— PROMPT —
An exact copy of every record below is needed, with all pictures removed.

— RECORD SET —
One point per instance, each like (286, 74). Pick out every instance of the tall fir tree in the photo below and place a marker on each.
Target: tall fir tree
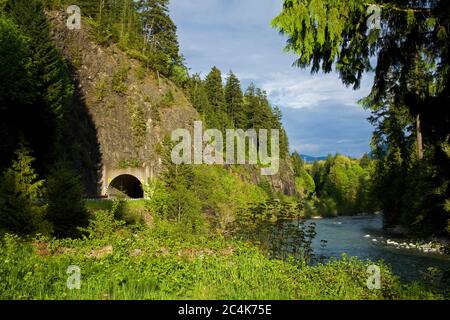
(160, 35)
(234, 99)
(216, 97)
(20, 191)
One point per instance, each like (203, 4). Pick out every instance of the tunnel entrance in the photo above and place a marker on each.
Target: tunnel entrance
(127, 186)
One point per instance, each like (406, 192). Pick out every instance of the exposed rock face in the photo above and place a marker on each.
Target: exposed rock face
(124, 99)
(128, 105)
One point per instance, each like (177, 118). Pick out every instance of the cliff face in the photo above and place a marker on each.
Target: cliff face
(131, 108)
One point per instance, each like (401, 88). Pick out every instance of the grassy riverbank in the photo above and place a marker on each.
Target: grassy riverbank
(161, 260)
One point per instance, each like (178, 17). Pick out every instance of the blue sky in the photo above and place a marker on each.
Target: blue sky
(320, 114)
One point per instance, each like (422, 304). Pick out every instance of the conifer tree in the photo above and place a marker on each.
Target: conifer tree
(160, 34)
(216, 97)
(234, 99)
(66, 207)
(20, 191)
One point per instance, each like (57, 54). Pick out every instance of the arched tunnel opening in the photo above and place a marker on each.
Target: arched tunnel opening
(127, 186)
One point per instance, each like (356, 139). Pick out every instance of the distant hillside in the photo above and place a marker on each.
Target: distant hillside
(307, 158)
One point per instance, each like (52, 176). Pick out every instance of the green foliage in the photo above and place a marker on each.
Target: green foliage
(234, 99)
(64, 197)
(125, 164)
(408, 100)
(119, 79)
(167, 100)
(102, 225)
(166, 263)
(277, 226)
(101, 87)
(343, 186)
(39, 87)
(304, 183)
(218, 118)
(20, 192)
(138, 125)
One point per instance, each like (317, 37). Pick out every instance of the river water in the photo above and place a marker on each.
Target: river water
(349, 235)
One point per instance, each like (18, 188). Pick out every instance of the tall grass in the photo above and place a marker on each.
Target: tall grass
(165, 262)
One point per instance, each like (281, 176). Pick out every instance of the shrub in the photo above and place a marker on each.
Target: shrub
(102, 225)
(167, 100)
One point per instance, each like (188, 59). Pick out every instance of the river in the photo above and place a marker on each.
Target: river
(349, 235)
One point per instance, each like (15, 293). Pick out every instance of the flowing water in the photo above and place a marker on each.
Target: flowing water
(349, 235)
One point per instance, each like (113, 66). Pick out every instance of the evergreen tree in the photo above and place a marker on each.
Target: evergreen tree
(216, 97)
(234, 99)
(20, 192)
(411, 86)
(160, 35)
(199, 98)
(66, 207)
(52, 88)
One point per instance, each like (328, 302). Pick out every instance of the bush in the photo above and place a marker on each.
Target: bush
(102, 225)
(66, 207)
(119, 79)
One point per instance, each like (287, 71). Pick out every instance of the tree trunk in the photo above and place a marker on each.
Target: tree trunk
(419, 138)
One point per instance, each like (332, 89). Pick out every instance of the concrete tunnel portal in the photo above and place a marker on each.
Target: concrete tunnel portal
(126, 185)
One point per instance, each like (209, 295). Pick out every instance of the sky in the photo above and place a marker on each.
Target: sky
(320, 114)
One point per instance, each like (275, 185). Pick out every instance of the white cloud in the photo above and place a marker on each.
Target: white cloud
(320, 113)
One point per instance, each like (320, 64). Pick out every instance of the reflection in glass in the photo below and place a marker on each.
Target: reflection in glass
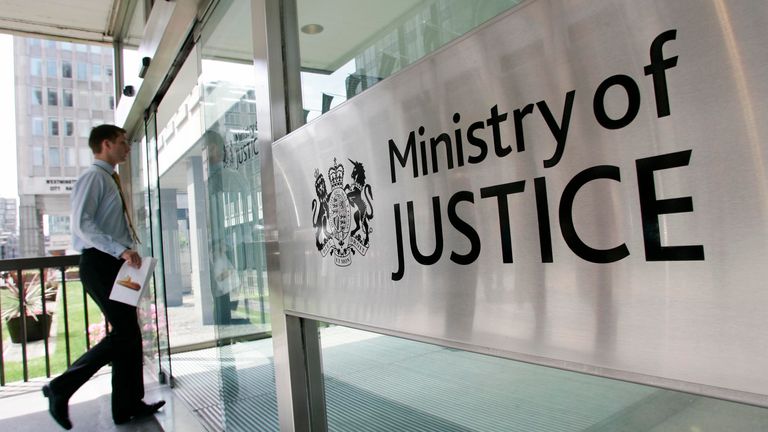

— FINISHED EXERCISE —
One point per instance, each like (286, 74). Pick out every instance of the tall fir tree in the photo below and place a marker on each.
Target: tall fir tree
(160, 35)
(234, 99)
(216, 97)
(20, 191)
One point per instance, each like (203, 4). Pick out every instance of the tunnel entrance in the photo above and place a marker on each.
Target: tunnel entrance
(127, 186)
One point per instance, each like (406, 192). Pick out every instance of the exposed rock face in the photo above and place a marker on each.
Target: exposed rock face
(124, 99)
(128, 105)
One point per instance, each like (177, 118). Pick out every instance of the cliff face in the photo above and place a marker on each.
Target: cliff face
(131, 108)
One point per instance, each like (401, 88). Pick out every instance of the grassy riverbank in the photo above and place a marker on each.
Target: grassy riverbank
(161, 260)
One point per instance, each like (178, 17). Pick out every instance of the blue sky in the photo above and place a marker on each.
Target: blue sky
(320, 114)
One point per instance, each like (422, 304). Pick out every instance of the conifer tree in the photo above and place a marker on each.
Target: conifer tree
(160, 34)
(216, 97)
(234, 99)
(66, 207)
(20, 191)
One point per instance, each like (57, 54). Pick out every instance of the arched tunnel opening in the photo above and place a marker on each.
Target: arched tunnel opening
(127, 186)
One point per instance, each like (356, 139). Pick out every instance of the distant hillside in the photo above and place a marker on each.
Target: distant hillside
(307, 158)
One point per instance, each like (52, 176). Pick out every instance of the green foliage in the photo above and place a marker on each.
Target: green foliage
(234, 99)
(64, 197)
(125, 164)
(408, 100)
(119, 79)
(167, 100)
(102, 225)
(166, 263)
(277, 226)
(101, 87)
(343, 186)
(39, 87)
(304, 183)
(218, 118)
(20, 192)
(138, 125)
One point per instance, each like (317, 37). Pick out every instance of the river water in the photo above and place a marker on each.
Target: river water
(349, 235)
One point per instance, each like (18, 188). Pick out every instance of the tall grass in the photo above and place a marker on each.
Target: tall grass
(165, 262)
One point per instance, each like (281, 176). Pick out every instance of the shrub in the photo above and place a marker on each.
Target: shrub
(102, 225)
(167, 100)
One point per instance, each like (188, 59). Pick out every instance of the river in the photo above and place a marker on each.
Target: river
(349, 235)
One point per instance, each like (15, 293). Pick out every instance of the flowing water in the photo above and place a marker on each.
Target: flowing water
(349, 235)
One point per instance, each like (113, 66). Pick out every instance of the evergreen tree in the photo above and place a marker on each.
Target: evergreen tree
(216, 97)
(234, 99)
(20, 192)
(411, 86)
(160, 35)
(199, 98)
(66, 207)
(52, 88)
One point per instance, each like (328, 302). Pick out every instance of the bush in the photo above and place a marker on each.
Target: bush
(102, 225)
(66, 207)
(119, 79)
One point per instance, each like (287, 71). Pick out every instance of the tree trunk in the photo above and place a marker on each.
Target: tree trunk
(419, 138)
One point per instance, each like (332, 89). Pick out every instance of the concrete tunnel portal in the photo above and place a marker on each.
Target: concrete tunnel portal
(126, 185)
One point per instance, each like (209, 295). Pick out every instance of the sky in the photo above and place a marker on each.
Target: sky
(320, 114)
One point per instance, each like (275, 185). Pick out every instance of the white cloud in the photo above and place a marker on each.
Target: white cloud
(320, 113)
One point per instance, each like (320, 64). Pick out every instance of the reflection in glass in the photo below and place a marker on each.
Target: reflection in glass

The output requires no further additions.